### WRITTEN PROBLEM:
Locate the line that contains "target: white wood plank ceiling". Print it and every subsequent line through the final line of the records, exactly and only those.

### ENTRIES SHOWN:

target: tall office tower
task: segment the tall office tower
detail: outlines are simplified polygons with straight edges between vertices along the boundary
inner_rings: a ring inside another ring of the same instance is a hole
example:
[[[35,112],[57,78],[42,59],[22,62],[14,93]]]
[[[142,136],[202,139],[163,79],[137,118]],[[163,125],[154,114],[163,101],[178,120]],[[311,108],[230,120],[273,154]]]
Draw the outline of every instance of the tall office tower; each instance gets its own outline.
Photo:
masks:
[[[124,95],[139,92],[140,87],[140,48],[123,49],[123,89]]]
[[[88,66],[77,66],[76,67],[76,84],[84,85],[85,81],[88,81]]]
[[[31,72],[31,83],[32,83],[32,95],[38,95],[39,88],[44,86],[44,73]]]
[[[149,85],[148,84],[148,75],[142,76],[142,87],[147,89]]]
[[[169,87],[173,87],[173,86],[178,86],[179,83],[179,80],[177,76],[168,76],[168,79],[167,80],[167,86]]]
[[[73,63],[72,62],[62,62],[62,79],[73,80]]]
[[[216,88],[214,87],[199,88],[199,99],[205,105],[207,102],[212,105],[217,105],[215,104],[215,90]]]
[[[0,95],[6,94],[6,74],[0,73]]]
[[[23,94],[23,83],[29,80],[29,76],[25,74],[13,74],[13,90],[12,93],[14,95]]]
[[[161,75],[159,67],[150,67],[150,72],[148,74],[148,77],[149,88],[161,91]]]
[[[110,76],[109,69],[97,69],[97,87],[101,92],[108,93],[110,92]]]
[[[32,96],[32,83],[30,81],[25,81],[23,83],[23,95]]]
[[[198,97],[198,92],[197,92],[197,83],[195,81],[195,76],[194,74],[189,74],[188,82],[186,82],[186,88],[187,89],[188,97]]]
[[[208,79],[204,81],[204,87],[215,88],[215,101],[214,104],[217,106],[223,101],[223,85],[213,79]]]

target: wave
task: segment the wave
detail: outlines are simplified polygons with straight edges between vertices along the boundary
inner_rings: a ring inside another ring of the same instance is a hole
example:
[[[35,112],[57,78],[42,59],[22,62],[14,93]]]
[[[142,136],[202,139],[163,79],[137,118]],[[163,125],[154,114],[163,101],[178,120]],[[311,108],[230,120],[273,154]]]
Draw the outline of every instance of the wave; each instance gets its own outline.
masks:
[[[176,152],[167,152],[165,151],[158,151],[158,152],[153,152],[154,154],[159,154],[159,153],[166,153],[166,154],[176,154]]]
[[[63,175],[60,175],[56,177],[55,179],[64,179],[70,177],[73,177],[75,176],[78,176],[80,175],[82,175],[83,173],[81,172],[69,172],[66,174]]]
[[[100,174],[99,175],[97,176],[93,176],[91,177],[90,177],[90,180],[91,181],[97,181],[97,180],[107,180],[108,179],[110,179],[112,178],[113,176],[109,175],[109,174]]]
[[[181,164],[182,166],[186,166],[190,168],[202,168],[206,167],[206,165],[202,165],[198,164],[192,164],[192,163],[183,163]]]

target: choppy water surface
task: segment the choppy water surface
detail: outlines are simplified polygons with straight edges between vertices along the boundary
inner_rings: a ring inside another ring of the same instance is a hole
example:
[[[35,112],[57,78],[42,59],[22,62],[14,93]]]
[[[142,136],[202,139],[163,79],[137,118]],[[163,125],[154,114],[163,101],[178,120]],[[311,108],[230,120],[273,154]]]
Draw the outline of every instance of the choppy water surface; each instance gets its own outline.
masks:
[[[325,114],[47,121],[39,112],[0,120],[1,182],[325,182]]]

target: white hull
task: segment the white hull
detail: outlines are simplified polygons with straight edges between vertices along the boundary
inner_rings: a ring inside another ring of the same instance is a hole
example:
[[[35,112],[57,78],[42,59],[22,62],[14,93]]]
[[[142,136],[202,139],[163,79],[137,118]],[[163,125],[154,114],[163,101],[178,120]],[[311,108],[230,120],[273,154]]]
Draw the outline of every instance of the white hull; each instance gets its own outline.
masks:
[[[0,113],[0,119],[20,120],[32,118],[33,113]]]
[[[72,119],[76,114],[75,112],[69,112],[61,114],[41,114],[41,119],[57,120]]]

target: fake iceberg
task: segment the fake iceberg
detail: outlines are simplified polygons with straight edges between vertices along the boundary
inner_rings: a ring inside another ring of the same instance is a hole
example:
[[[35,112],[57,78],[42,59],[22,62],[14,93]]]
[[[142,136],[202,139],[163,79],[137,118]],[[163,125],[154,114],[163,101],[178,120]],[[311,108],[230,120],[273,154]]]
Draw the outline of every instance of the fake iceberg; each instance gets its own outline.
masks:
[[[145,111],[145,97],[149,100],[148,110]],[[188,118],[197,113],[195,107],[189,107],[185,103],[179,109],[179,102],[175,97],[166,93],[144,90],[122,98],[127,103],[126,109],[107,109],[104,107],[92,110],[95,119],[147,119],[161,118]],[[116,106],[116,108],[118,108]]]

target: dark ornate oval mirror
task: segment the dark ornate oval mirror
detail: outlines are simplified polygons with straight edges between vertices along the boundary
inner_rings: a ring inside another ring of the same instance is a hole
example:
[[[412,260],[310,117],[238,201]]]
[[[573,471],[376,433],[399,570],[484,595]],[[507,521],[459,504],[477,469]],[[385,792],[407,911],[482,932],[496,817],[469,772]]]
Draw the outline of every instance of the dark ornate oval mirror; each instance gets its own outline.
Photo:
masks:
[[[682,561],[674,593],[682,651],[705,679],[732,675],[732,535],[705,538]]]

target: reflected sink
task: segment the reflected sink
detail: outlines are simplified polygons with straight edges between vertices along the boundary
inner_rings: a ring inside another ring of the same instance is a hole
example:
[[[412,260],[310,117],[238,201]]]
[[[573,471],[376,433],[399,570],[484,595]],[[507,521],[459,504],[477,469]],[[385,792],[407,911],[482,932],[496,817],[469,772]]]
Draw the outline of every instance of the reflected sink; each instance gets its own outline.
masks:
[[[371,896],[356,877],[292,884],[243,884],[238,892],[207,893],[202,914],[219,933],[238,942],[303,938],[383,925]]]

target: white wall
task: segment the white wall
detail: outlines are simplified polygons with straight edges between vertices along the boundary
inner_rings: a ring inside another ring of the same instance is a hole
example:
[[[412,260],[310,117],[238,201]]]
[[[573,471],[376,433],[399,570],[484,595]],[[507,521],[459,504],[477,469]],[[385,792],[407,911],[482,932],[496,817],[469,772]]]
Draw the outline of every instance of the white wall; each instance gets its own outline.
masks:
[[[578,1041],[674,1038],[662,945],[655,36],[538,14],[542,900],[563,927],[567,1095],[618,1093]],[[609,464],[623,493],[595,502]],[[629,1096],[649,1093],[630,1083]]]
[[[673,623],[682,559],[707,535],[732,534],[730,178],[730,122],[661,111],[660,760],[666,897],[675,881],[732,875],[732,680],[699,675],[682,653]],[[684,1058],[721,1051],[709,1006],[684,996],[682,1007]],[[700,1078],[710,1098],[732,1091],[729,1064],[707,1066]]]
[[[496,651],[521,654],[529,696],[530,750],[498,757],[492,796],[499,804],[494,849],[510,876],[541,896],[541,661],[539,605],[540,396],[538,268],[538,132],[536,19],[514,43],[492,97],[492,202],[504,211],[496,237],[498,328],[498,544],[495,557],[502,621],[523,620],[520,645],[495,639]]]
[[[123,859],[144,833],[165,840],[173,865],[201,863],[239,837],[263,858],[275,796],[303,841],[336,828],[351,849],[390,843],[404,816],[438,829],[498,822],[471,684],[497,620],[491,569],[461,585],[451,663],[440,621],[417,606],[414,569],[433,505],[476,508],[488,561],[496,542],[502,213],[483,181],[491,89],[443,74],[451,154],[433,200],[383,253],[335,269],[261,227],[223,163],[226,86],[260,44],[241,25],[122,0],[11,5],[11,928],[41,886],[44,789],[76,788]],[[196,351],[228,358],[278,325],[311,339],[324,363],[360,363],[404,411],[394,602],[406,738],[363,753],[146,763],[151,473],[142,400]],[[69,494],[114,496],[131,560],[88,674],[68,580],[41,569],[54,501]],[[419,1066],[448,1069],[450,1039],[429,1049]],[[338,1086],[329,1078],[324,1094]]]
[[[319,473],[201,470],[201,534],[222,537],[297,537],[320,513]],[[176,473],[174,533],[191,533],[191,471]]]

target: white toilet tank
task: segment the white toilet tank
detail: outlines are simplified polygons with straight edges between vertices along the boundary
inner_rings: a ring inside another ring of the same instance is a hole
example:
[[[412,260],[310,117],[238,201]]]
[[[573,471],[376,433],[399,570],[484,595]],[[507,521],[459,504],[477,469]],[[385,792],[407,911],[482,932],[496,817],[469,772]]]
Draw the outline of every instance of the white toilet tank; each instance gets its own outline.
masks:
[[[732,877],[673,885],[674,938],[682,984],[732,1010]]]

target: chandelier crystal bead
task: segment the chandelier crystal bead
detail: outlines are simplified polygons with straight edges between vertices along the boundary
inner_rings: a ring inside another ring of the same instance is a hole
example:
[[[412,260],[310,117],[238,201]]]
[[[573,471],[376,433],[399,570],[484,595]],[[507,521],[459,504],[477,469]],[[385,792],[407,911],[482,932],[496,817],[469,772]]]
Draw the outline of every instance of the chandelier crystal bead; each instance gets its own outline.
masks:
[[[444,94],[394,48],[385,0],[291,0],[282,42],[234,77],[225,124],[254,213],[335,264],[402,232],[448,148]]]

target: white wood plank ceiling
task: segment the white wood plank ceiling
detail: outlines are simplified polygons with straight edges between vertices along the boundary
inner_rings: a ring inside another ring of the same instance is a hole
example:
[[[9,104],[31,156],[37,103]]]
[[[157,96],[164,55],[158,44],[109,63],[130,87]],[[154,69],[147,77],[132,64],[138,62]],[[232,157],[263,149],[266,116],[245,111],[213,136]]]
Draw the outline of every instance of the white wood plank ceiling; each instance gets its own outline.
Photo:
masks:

### THE COMPLETED TASK:
target: white wood plank ceiling
task: segment the white wood plank ceiling
detail: outlines are simplified polygons with straight edges between vertices along the boundary
inner_rings: a ring inside another ring of the same instance is a hole
example:
[[[9,104],[31,156],[37,103]]]
[[[157,96],[164,55],[158,44],[109,63],[130,87]],[[154,69],[147,77],[132,64],[138,62]],[[232,157],[263,149],[266,116],[245,111],[213,136]]]
Draw the outline of every instance of the white wood plank ceiling; each instance gets its own outline.
Photo:
masks:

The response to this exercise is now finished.